Entries:
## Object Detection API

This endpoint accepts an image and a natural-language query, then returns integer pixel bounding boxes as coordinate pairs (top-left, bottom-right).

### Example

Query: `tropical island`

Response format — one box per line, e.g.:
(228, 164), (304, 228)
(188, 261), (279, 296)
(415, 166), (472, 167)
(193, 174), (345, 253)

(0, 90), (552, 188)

Set problem: Copy the records above word for word, keeping every line and character unchanged.

Final result:
## Object Detection API

This endpoint accepts an image and a natural-language query, then returns integer pixel bounding boxes as coordinate pairs (top-left, bottom-right).

### Example

Query: `tropical island`

Response format — one box per line, e.g.:
(228, 164), (304, 228)
(188, 261), (279, 296)
(415, 166), (472, 167)
(193, 174), (345, 253)

(0, 90), (552, 188)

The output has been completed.